■ PAGE EXCERPT ■
■ ■ ■ ■ ■
Using the tuned parameters, try to create the data to be submitted.

### <span style="color: orange; ">↓↓↓ I replace the parameters with those explored by large trial number in another notebook version. If you want to use your own tuned values, comment out this cell.</span>

In [None]:
# See https://www.kaggle.com/nayuts/tps-06-solution-assortment-eda-optuna-ensemble?scriptVersionId=65714768

params_catboost = {'bagging_temperature': 1.5451428810065613, 'learning_rate': 0.04814888472822457, 'max_depth': 5, 'n_estimators': 1483}
params_histgradientboost = {'l2_regularization': 0.5629424804207567, 'learning_rate': 0.05065982344408913, 'max_depth': 6}
params_xgboost = {'l2_regularization': 0.591214850198673, 'learning_rate': 0.4895203779149179, 'max_depth': 3}

## CatBoostClassifier

### Train & Inference

In [None]:
test_preds_catboost = None
train_metric = 0
val_metric = 0
n_splits = 7

feature_importances = pd.DataFrame()
■ ■ ■ ■ ■
■ RECORDS SUPPLIED ■
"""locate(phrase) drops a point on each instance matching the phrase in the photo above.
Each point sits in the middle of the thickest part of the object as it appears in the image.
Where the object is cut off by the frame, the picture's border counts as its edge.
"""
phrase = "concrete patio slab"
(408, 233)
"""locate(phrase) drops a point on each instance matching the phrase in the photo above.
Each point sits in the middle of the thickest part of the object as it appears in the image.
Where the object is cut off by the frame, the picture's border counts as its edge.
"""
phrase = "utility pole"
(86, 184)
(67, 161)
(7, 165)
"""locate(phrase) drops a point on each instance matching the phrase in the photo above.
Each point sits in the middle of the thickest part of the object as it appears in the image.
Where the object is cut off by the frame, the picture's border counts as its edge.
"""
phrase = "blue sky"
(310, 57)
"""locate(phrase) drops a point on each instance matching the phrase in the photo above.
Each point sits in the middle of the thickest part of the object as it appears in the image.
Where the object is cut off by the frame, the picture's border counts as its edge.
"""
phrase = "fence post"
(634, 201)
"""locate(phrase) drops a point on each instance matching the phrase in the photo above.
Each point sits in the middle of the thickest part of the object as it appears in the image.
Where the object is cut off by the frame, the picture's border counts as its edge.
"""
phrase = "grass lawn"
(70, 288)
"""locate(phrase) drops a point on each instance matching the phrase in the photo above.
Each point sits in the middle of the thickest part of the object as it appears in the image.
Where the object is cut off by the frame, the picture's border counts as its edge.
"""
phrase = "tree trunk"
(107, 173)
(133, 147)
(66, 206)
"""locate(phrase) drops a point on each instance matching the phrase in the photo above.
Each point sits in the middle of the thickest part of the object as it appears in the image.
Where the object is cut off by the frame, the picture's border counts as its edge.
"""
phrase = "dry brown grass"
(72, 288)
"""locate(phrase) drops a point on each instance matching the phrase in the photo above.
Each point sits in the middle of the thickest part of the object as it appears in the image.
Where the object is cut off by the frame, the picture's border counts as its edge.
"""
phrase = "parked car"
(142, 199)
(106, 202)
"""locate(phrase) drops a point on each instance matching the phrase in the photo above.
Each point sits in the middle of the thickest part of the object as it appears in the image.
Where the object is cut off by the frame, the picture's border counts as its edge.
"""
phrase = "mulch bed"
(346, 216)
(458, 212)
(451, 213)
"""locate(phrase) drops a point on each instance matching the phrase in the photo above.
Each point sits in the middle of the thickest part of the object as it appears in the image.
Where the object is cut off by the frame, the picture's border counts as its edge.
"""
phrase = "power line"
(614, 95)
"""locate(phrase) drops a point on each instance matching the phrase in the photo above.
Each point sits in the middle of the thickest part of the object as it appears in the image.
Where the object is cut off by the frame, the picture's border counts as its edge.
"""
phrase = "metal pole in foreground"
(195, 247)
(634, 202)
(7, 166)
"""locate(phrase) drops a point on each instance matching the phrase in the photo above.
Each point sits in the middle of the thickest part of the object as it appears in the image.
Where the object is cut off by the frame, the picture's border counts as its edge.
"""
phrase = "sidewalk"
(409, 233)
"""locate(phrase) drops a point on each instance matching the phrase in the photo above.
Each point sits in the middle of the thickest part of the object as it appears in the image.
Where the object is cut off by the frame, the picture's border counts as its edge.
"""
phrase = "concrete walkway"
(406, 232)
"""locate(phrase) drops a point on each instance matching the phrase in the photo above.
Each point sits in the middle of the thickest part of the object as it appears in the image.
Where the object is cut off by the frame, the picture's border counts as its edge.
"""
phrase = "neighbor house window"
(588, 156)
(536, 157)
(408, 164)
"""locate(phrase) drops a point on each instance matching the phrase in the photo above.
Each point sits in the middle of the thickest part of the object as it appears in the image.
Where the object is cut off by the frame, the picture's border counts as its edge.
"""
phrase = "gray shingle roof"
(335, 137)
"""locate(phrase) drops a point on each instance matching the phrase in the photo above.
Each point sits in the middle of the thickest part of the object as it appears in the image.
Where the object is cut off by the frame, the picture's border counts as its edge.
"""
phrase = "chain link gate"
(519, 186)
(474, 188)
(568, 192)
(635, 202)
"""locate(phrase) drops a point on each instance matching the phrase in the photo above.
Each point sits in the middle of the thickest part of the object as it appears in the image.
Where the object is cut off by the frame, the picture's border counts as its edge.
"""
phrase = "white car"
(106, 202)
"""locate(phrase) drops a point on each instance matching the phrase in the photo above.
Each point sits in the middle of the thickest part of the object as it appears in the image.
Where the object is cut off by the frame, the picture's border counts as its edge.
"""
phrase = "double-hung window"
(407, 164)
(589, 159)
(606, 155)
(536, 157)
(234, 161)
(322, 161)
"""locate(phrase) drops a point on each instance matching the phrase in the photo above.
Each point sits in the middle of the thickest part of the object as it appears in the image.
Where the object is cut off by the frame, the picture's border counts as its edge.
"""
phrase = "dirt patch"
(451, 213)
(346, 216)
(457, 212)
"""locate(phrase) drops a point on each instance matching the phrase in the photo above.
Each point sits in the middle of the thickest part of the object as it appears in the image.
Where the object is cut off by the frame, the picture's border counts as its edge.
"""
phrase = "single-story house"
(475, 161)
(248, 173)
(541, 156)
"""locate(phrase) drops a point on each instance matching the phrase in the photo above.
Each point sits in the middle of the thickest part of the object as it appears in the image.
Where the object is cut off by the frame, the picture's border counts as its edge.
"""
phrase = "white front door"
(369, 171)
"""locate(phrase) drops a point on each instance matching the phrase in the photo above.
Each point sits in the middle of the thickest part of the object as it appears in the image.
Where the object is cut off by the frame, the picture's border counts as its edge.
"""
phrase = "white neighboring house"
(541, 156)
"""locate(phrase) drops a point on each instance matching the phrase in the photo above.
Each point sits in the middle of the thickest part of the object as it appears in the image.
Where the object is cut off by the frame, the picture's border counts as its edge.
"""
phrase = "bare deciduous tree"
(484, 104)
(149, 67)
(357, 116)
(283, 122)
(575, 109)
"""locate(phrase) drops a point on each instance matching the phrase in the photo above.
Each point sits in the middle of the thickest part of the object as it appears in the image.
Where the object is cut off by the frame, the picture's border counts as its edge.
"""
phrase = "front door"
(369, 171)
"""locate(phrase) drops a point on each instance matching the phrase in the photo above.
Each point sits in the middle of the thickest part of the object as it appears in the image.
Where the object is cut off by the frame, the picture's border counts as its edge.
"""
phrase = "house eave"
■ ■ ■ ■ ■
■ TASK INSTRUCTIONS ■
a) Please return everything in the notebook excerpt from "## CatBoostClassifier" down to "feature_importances = pd.DataFrame()".
b) In the notebook excerpt, what value is assigned to n_splits?

■ TASK RESPONSES ■
a)
## CatBoostClassifier

### Train & Inference

In [None]:
test_preds_catboost = None
train_metric = 0
val_metric = 0
n_splits = 7

feature_importances = pd.DataFrame()

b) 7